● Given request 1
Which lines in the entries below contain the string "field", with case counting? Pick out each of those lines and copy it.

● Excerpt to read
· · ·
Katherine Tallent reviews Lisa Taddeo’s Three Women and finds a compelling narrative, but also recognises the limitations of this much discussed bestseller

In Three Women, Lisa Taddeo tells the stories of Maggie, Sloane and Lina. Maggie recounts a secret ‘affair’ with her high school teacher which ends in the court room, Sloane has sex with others while her husband watches, Lina tries to rekindle a teenage romance after the breakdown of her marriage. Though these narratives stem from women’s experiences, the Three Women project started as an investigation into male desire. In the prologue, Lisa Taddeo writes that at first “the force of all male desire, captivated me. Men did not merely want. Men needed”. But this initial strength spends itself too quickly for her liking and she begins to find their stories insubstantial: “Whereas the man’s throttle died in the closing salvo of the orgasm, I found that the woman’s was only just beginning.”

She goes on to repeat the worn-out notion that women experience more mysterious, complex and nuanced desire than men; a fairly facile conclusion to reach at the close of an eight-year project. Her next point intrigues me more and I am disappointed that it is not developed through the book. She writes that a woman’s desire can, in fact, be just as “bullish” as a man’s. In other words, occasionally women, like men, desire something they can actually get. Unfortunately, this bores Taddeo. She likes it most when the object of desire starts acting like a subject, which, in turn, transforms our desiring subject into the object: “But the stories wherein desire was something that could not be controlled, when the object of desire dictated the narrative, that was where I found the most magnificence, the most pain.”
· · ·
[Items from a dataset]
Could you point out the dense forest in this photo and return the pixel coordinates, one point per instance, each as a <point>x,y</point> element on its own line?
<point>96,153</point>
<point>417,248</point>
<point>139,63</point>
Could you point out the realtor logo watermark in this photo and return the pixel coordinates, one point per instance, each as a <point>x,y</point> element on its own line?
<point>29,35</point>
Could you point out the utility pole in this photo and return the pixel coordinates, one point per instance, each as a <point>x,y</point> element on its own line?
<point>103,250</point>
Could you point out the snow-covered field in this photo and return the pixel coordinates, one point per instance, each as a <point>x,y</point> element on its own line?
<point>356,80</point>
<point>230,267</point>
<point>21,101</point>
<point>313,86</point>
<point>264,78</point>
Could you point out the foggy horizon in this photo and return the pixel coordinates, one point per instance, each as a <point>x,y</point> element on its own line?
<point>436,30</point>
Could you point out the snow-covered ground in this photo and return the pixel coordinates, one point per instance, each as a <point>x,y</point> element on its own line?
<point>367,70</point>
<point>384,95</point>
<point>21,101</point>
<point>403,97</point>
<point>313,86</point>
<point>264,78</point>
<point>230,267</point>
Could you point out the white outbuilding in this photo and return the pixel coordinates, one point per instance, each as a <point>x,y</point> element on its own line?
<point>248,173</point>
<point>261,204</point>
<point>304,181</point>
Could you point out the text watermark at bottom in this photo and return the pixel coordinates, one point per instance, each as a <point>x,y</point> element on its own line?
· · ·
● Given request 2
Transcribe the entire review of Three Women above, word for word.

● Answer 1
Could you point out the snow-covered field in this photo and return the pixel coordinates, one point per instance, each as a <point>x,y</point> element on its own line?

● Answer 2
Katherine Tallent reviews Lisa Taddeo’s Three Women and finds a compelling narrative, but also recognises the limitations of this much discussed bestseller

In Three Women, Lisa Taddeo tells the stories of Maggie, Sloane and Lina. Maggie recounts a secret ‘affair’ with her high school teacher which ends in the court room, Sloane has sex with others while her husband watches, Lina tries to rekindle a teenage romance after the breakdown of her marriage. Though these narratives stem from women’s experiences, the Three Women project started as an investigation into male desire. In the prologue, Lisa Taddeo writes that at first “the force of all male desire, captivated me. Men did not merely want. Men needed”. But this initial strength spends itself too quickly for her liking and she begins to find their stories insubstantial: “Whereas the man’s throttle died in the closing salvo of the orgasm, I found that the woman’s was only just beginning.”

She goes on to repeat the worn-out notion that women experience more mysterious, complex and nuanced desire than men; a fairly facile conclusion to reach at the close of an eight-year project. Her next point intrigues me more and I am disappointed that it is not developed through the book. She writes that a woman’s desire can, in fact, be just as “bullish” as a man’s. In other words, occasionally women, like men, desire something they can actually get. Unfortunately, this bores Taddeo. She likes it most when the object of desire starts acting like a subject, which, in turn, transforms our desiring subject into the object: “But the stories wherein desire was something that could not be controlled, when the object of desire dictated the narrative, that was where I found the most magnificence, the most pain.”